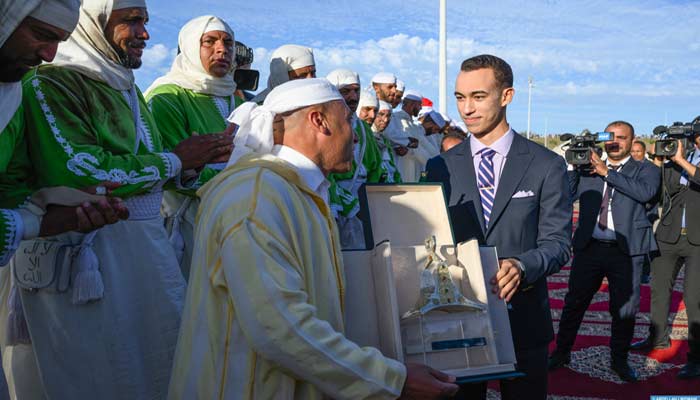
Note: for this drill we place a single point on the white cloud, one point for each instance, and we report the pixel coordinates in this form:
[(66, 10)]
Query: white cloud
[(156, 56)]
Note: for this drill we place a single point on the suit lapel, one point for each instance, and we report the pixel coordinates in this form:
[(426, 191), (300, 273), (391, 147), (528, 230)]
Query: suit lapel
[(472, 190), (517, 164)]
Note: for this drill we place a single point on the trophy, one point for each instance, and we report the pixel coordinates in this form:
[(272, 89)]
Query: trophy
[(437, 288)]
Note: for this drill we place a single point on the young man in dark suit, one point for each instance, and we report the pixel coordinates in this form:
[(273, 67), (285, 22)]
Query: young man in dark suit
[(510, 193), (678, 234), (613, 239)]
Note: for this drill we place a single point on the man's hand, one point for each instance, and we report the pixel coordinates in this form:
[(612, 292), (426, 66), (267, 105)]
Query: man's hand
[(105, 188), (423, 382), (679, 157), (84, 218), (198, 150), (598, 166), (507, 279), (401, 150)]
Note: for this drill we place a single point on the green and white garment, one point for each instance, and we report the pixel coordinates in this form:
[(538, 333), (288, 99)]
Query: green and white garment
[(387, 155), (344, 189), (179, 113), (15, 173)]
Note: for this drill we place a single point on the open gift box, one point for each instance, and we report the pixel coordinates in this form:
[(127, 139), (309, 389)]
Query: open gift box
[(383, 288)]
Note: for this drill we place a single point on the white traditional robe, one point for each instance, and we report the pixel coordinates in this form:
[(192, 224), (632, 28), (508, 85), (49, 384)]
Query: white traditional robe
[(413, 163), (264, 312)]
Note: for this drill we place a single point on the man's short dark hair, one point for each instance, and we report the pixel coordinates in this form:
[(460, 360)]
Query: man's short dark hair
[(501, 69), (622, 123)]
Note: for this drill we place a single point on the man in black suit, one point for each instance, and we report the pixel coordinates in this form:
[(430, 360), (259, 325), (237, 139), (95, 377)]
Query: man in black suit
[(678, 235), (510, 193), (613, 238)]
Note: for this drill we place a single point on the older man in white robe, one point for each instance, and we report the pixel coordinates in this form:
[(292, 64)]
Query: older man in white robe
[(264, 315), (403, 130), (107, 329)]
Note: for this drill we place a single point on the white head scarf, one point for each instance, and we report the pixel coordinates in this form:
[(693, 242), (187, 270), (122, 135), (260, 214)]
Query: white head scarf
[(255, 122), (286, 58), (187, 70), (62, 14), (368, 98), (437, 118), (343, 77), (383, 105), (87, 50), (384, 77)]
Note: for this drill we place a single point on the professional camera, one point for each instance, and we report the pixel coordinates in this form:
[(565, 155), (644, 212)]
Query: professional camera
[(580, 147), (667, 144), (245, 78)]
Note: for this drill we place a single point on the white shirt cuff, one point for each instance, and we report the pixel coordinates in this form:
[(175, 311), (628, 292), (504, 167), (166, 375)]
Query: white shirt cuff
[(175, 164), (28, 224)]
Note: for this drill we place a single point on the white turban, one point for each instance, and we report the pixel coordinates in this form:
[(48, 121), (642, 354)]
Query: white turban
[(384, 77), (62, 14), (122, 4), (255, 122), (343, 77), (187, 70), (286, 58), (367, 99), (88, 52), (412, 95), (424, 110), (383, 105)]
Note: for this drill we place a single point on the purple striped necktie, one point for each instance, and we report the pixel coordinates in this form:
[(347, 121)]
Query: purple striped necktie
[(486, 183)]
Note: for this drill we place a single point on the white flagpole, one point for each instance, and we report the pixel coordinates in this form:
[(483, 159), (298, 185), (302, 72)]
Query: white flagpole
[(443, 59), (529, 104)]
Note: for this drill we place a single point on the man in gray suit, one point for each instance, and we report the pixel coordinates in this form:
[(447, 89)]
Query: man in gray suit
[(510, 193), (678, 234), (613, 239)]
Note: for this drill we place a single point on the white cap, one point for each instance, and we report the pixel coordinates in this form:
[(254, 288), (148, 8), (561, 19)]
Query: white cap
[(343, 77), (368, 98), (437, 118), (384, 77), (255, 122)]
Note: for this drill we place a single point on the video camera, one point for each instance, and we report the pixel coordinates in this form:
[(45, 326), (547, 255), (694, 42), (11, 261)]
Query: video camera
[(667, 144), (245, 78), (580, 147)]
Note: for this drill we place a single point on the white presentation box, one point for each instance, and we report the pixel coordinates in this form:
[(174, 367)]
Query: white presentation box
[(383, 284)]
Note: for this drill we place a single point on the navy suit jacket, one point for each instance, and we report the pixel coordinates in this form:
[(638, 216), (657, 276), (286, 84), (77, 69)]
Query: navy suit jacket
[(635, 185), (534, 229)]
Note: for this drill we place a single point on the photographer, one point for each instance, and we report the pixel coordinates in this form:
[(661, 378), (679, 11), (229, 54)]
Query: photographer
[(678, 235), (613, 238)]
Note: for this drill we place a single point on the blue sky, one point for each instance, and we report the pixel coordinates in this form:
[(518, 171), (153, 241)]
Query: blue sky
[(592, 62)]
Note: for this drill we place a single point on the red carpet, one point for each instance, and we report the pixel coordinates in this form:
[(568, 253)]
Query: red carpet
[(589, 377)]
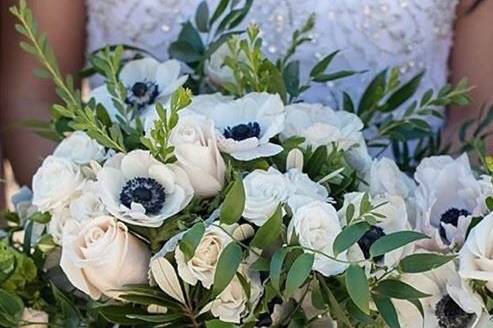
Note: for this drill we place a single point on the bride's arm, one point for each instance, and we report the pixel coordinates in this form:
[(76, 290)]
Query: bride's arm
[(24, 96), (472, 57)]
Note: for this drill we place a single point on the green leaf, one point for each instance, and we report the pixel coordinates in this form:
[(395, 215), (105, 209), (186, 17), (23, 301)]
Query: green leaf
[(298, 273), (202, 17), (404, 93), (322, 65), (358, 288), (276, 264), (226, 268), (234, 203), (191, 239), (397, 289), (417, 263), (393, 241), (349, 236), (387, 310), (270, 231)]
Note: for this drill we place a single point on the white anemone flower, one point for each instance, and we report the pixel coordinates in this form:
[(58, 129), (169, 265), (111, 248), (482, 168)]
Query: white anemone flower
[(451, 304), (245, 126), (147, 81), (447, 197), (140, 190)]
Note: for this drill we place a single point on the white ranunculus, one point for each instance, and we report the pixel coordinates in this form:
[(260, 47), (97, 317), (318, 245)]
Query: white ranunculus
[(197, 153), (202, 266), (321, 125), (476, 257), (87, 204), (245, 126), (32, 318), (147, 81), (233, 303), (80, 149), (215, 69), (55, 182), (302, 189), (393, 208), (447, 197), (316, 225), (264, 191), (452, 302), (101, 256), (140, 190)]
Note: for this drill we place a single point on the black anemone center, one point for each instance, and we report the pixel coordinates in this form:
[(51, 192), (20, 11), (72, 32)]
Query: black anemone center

━━━━

AIM OF THE TASK:
Take the entries shown above and quote them verbatim, passing over the pictures.

YOUR SOLUTION:
Note: for this drill we place a single point on the white cloud, one point for each instance, and we report the pixel coordinates in this form:
[(66, 10)]
Query: white cloud
[(156, 56)]
Note: for this drill we place a single point on the suit lapel, one point for each instance, and we report the pixel coordinates in this form:
[(426, 191), (300, 273), (391, 147), (528, 230)]
Query: suit lapel
[(472, 190), (517, 164)]
Note: for this drill we place a single point on the trophy, one point for each instance, and we report the pixel coordinates in this form:
[(272, 89)]
Query: trophy
[(437, 288)]
Note: for this drill we place a single point on the young man in dark suit, one point for each instance, and we report the pixel coordinates in this form:
[(273, 67), (285, 22)]
Query: young man in dark suit
[(510, 193), (678, 234), (613, 239)]
Note: for this drill we place a single point on the man's hand, one point for each instance, and we report the pixel coordinates in this form:
[(612, 292), (426, 66), (267, 105)]
Query: man's hand
[(105, 188), (423, 382), (679, 157), (84, 218), (198, 150), (598, 166), (507, 279), (401, 150)]
Note: for this drill we place a single point on the green and white garment, one point for each instance, and we report the pixel coordinates in this form:
[(538, 333), (288, 99)]
Query: green and white garment
[(387, 155), (344, 189), (179, 113), (15, 173)]
Note: for this drill we place a single point on the open gift box, one point for each instance, and we report the pixel coordinates in this form:
[(127, 139), (309, 389)]
Query: open gift box
[(383, 288)]
Note: for this drill we place a single point on the white traditional robe, one point for each instance, and we report the pixel coordinates in this form:
[(192, 224), (632, 28), (508, 85), (49, 384)]
Query: white traditional robe
[(413, 163), (264, 312)]
Note: for this drill we place a single point on the man's short dark hair, one point for each instance, and we report the pixel coordinates in this form:
[(460, 360)]
Query: man's short dark hair
[(501, 69), (622, 123)]
Note: for this drill we place a single point on the man in black suit, one point for each instance, and we report the pixel coordinates in this form:
[(430, 360), (259, 325), (237, 139), (95, 377)]
Query: man in black suit
[(678, 235), (510, 193), (613, 238)]
Note: for this drill we place a single point on the older man in white robe, one point for each instance, and we report the pixel coordinates in this form:
[(292, 64)]
Query: older man in white robe
[(264, 315), (403, 130), (107, 329)]
Note: for this drill we place a single point on the white head scarf, one point for each instance, and we report the pixel coordinates in this form:
[(693, 242), (187, 270), (122, 135), (260, 214)]
Query: white head scarf
[(255, 122), (286, 58), (187, 70), (62, 14), (368, 98), (437, 118), (343, 77), (383, 105), (87, 50), (384, 77)]
Note: for this drill we place a single point on the professional camera, one point for each instance, and we report the pixel coordinates in this form:
[(565, 155), (644, 212)]
Query: professional camera
[(580, 147), (667, 144), (245, 78)]
Note: for this drill we place a single point on the white shirt cuff, one point for each instance, and we report the pixel coordinates in this form:
[(175, 311), (628, 292), (504, 167), (166, 375)]
Query: white shirt cuff
[(175, 164), (28, 224)]
Note: for this drill we place a single point on the white turban, one point for each instance, and we report the pixel coordinates in this form:
[(48, 121), (642, 354)]
Query: white turban
[(384, 77), (62, 14), (122, 4), (255, 122), (343, 77), (187, 70), (286, 58), (367, 99), (88, 52), (412, 95), (424, 110), (383, 105)]
Note: for this drill we place a single point on the purple striped necktie, one point for each instance, and we report the pixel coordinates in this form:
[(347, 121)]
Query: purple striped necktie
[(486, 183)]
Note: for this drill we place a single point on the white flagpole, one point for each instance, and we report the pixel coordinates in this form:
[(483, 159), (298, 185), (302, 72)]
Query: white flagpole
[(443, 59), (529, 104)]
Note: for this drill we place a single point on the man in gray suit, one point for each instance, and we report the pixel coordinates in this form:
[(447, 89)]
Query: man in gray suit
[(510, 193), (678, 234), (613, 239)]
Note: for this drill we place a single point on the white cap, one point for each instance, and we report the pixel coordinates in this form:
[(254, 288), (148, 8), (561, 19)]
Query: white cap
[(343, 77), (368, 98), (437, 118), (384, 77), (255, 122)]
Note: for this drill we place a single point on the video camera, one point for each instance, and we report the pixel coordinates in this form:
[(45, 326), (547, 255), (694, 42), (11, 261)]
Query: video camera
[(667, 144), (245, 78), (580, 147)]
Note: for this drill we place a single point on the white presentation box, one point for each instance, and we report the pixel coordinates in this form:
[(174, 367)]
Query: white presentation box
[(383, 284)]
Note: for this drill we place a single point on the navy suit jacket, one point for each instance, and we report the pixel coordinates in this form:
[(638, 216), (657, 276), (286, 84), (77, 69)]
Query: navy suit jacket
[(635, 185), (534, 229)]
Note: for this drill we place a single point on the photographer, one point for each instance, and we report the pixel coordinates in this form:
[(661, 378), (679, 11), (229, 54)]
Query: photographer
[(678, 235), (613, 238)]
Note: for this drill we place a single point on the blue sky, one point for each instance, and we report the pixel coordinates in this form:
[(518, 171), (153, 241)]
Query: blue sky
[(592, 62)]
Note: for this drill we place a single point on the red carpet, one point for each instance, and we report the pixel coordinates in this form:
[(568, 253)]
Query: red carpet
[(589, 377)]
Note: for this drill we place a single point on the bride's arm, one point for each instance, and we report the pixel coordinates in this form:
[(76, 290)]
Query: bride's arm
[(24, 96), (472, 57)]
Note: for this drill we place a single point on the green leaf, one point for each instance, and we report the pixel coordinates in this form:
[(395, 215), (105, 209), (186, 17), (23, 301)]
Query: green leaf
[(298, 273), (202, 17), (404, 93), (322, 65), (358, 288), (276, 264), (226, 268), (234, 203), (191, 239), (397, 289), (417, 263), (393, 241), (349, 236), (387, 310), (270, 231)]
Note: for this drill we place a single point on the white anemone flower, one point for each instance, and we report the pixel coordinates in this form:
[(58, 129), (169, 265), (111, 248), (482, 168)]
Query: white anemone flower
[(451, 304), (245, 126), (147, 81), (447, 197), (140, 190)]
Note: for this drill we place a single point on the white ranunculus, one point for each instance, and we report the pixel coordinates in this form:
[(260, 47), (97, 317), (318, 245)]
Query: white ranunculus
[(197, 153), (202, 266), (321, 125), (476, 257), (87, 204), (245, 126), (32, 318), (147, 81), (233, 303), (80, 149), (215, 69), (55, 182), (302, 189), (393, 208), (447, 197), (316, 225), (264, 191), (452, 302), (101, 256), (140, 190)]
Note: for this drill we place a single point on the black anemone center, one point for each instance, and we report the pixel coordinates in this form:
[(51, 192), (20, 11), (72, 32)]
Query: black anemone center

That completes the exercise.